En realidad no era nada fácil trabajar con Juan Pablo II, pues marcaba un ritmo muy exigente. Joaquín se dio cuenta aquella noche de 1984 en que el Papa le invitó a cenar en su calidad de presidente de la asociación de corresponsales extranjeros en Roma.
Le había convocado diciéndole que tenía interés en escuchar sus sugerencias para mejorar la comunicación del Vaticano. Con toda confianza, el corresponsal de ABC le dijo que el viejo sistema anquilosado necesitaba «una revolución».
Juan Pablo II le sorprendió invitándole a hacerla él mismo como portavoz. Era un trabajo imposible, y Joaquín pidió tiempo para pensárselo. El Papa le dijo que no había prisa: «Basta con que me responda mañana».
Así empezaban 22 años de ritmo frenético, de docenas de vueltas al mundo en viajes agotadores y de riesgos temerarios junto a un Papa que había sobrevivido con dificultad a su primer atentado y se exponía continuamente a otros.
Joaquín también arriesgaba, y a veces le salía mal. Como cuando en 1996 describió a los periodistas que volaban con el Papa un encuentro de Juan Pablo II con Rigoberta Menchú, previsto para poco antes del despegue de Guatemala pero que no tuvo lugar por una indisposición de la líder indígena premio Nobel de la Paz.
Se lanzó a contarlo porque sabía perfectamente lo que el Papa iba a decirle gracias a su contacto continuo con Juan Pablo II. Era una condición que había exigido para aceptar el cargo, y a Karol Wojtyla le pareció muy bien.
Enseguida se hicieron amigos, hasta el punto de compartir excursiones clandestinas para esquiar en las montañas cercanas a Roma. Nadie reconocía a Juan Pablo II vestido de esquiador con gorro y gafas de sol porque nadie podía imaginar remotamente que aquel señor mayor fuese el Papa.

*TAREAS:*
a – En el texto sobre Joaquín y Juan Pablo II, ¿en qué año lo invitó el Papa a cenar como presidente de la asociación de corresponsales extranjeros en Roma?
b – Según el texto sobre Joaquín y Juan Pablo II, ¿por qué nadie reconocía al Papa durante las excursiones para esquiar en las montañas cercanas a Roma?

*DATOS DEL EJERCICIO:*
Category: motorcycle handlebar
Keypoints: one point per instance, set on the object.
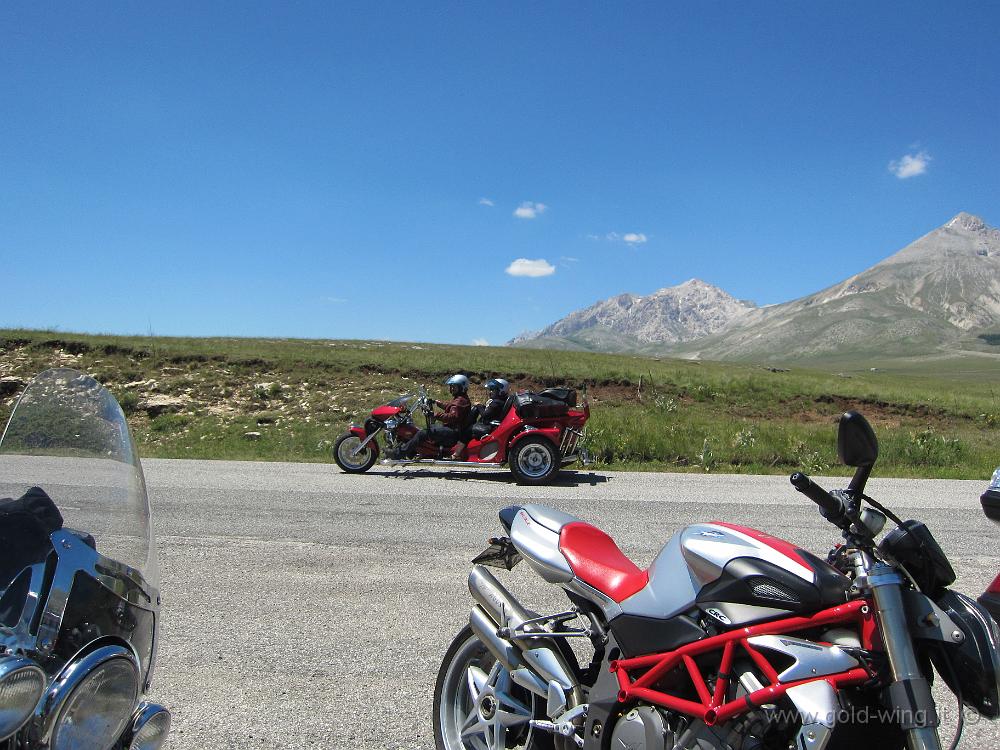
(831, 507)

*RESPUESTAS:*
a – En 1984.

b – Porque iba vestido de esquiador, con gorro y gafas de sol. Además, nadie podía imaginar remotamente que aquel señor mayor fuese el Papa.